§ **OBJECTIVE**: Starting from the line containing "Please point out the gray hair", write out every remaining line exactly, the last one included.

——————

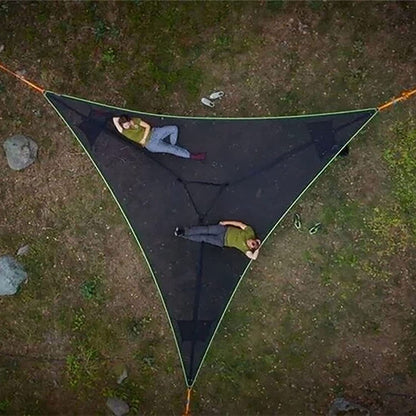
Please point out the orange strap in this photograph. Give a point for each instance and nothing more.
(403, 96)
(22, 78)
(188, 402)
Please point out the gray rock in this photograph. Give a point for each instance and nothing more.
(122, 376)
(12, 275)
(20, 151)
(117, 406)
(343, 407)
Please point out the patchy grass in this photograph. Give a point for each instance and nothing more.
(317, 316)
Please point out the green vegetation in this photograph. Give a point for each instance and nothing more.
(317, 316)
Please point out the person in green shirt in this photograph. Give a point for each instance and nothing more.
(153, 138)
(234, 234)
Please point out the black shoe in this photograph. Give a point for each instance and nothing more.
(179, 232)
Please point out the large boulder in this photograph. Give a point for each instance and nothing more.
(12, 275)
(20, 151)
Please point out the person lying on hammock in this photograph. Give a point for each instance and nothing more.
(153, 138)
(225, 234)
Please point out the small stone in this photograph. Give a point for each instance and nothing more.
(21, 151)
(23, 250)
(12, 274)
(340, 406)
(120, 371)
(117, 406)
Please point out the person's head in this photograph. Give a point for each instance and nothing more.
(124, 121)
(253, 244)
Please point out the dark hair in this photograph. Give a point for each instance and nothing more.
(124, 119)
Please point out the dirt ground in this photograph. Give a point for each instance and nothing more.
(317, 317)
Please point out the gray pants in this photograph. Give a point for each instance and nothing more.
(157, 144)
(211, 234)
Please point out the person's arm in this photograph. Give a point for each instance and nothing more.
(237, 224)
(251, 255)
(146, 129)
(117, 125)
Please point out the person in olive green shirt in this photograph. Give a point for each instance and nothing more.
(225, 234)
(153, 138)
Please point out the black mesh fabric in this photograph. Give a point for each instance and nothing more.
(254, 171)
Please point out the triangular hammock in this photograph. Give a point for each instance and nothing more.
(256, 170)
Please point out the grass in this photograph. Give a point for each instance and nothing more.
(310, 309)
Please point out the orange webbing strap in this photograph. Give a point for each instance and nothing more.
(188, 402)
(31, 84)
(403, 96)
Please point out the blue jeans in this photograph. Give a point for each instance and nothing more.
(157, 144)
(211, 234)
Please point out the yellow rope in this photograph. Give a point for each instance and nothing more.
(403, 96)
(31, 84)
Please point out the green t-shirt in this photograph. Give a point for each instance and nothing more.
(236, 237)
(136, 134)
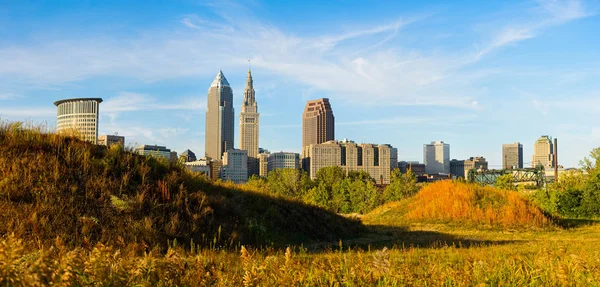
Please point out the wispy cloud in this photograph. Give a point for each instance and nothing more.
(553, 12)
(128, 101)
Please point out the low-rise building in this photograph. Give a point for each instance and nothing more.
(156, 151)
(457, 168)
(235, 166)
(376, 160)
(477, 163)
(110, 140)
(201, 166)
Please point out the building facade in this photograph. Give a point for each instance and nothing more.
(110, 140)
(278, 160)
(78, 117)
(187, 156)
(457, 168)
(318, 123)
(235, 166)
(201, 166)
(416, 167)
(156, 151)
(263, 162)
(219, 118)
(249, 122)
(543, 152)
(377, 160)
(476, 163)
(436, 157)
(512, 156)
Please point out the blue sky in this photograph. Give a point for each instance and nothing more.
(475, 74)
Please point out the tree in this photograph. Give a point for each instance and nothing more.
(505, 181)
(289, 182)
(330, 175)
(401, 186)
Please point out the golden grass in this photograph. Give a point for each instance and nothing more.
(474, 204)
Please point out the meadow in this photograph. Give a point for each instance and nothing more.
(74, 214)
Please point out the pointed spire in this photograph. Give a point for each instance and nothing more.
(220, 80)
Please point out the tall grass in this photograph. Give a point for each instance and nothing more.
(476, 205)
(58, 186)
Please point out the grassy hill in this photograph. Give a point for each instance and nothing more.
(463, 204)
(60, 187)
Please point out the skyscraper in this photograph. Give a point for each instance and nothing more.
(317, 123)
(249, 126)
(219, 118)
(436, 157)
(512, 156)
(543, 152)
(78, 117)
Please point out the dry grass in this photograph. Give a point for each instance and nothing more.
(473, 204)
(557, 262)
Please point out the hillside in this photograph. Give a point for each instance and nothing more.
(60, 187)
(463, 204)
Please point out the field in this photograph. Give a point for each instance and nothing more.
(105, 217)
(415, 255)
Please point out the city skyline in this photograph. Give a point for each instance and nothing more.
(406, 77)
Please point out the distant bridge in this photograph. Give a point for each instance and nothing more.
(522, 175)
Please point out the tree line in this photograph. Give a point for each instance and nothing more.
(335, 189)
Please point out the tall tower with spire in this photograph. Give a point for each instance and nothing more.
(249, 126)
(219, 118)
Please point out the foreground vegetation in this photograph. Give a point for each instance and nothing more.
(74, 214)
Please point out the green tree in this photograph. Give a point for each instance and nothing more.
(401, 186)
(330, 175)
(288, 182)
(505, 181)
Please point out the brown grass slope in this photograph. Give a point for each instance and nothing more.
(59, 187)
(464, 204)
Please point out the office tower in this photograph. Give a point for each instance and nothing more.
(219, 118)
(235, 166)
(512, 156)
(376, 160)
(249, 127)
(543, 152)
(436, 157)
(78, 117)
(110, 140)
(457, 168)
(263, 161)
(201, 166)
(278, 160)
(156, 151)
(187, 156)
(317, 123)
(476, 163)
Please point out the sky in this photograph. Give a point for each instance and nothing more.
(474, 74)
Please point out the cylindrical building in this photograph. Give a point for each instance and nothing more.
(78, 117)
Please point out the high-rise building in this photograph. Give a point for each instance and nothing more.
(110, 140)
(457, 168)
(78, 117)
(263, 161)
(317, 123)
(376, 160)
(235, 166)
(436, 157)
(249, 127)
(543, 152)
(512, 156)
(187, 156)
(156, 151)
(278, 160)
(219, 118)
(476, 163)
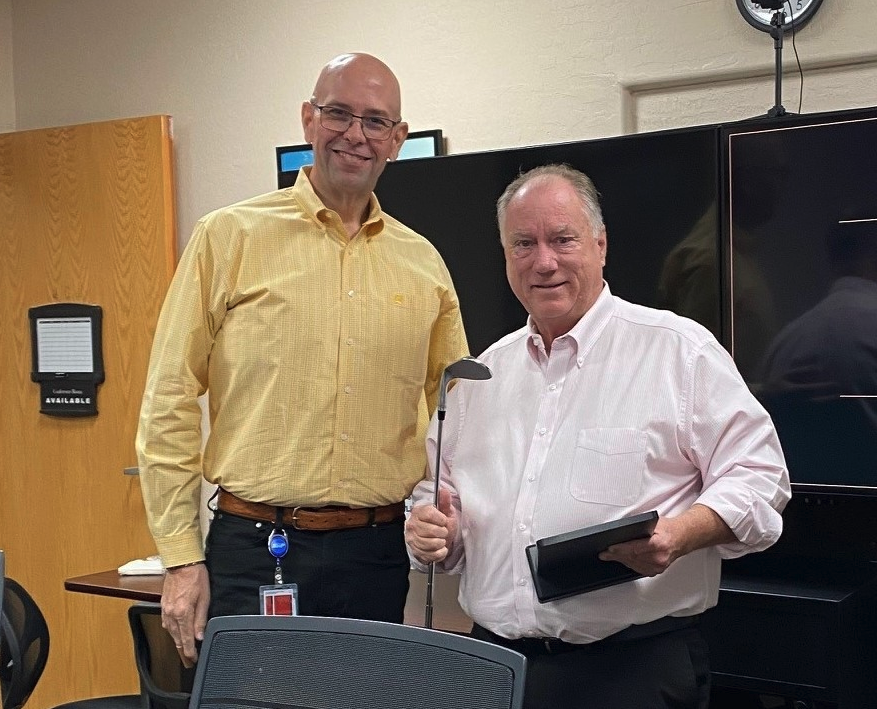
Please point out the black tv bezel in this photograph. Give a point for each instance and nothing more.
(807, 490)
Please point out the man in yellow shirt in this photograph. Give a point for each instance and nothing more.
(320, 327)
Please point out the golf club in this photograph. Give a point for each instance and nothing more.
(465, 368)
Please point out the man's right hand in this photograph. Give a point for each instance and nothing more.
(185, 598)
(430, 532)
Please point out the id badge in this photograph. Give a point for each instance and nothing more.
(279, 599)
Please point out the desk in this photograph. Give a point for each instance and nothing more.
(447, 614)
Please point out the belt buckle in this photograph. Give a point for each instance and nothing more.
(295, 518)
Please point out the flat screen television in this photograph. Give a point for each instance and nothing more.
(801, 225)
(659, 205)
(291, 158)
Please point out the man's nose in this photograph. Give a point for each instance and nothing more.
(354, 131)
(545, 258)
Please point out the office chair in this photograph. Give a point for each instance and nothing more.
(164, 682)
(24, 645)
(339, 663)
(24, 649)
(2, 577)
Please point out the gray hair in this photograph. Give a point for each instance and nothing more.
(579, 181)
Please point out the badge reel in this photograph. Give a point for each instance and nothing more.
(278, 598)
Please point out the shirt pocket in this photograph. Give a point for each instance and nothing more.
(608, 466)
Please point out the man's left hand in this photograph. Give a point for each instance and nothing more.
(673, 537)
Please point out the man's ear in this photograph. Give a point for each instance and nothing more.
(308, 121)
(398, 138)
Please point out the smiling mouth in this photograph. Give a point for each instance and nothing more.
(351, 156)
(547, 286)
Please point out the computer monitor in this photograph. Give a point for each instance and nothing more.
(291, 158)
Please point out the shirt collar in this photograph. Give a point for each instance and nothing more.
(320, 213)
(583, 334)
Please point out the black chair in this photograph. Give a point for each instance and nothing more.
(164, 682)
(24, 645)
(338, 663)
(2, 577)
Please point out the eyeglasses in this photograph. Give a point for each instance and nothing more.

——————

§ **RESPONSE**:
Please point out the gray hair in this photograph. Give a point for each instance and nothing more.
(579, 181)
Please point out the badge reel in this photograph. Give a point for each instance and nothing more.
(278, 598)
Please point out the shirt pocket in this photograph. Give a point for each instance and nothing more.
(608, 466)
Please point out the man's left hand in this photograph. Give a point for each instance and nothing more.
(673, 537)
Please point out the man's ear in this photograph. Give a point for each instance and nothing more.
(308, 121)
(398, 138)
Please point out the smiling mouth in this photograph. Give a point for each instance and nothing more.
(351, 156)
(547, 286)
Please point out the computer monitor in this photograph. Give a point for each instance and nothing more.
(291, 158)
Please point out the shirt collar in this photograph. Give a point for each instance and nothing more.
(320, 213)
(583, 334)
Please point out the black chair in this photograph. Give a point for each instance and nothing more.
(164, 682)
(24, 645)
(338, 663)
(2, 577)
Please point out the eyeglasses in this photograph. Give a point for each instance and nothing more.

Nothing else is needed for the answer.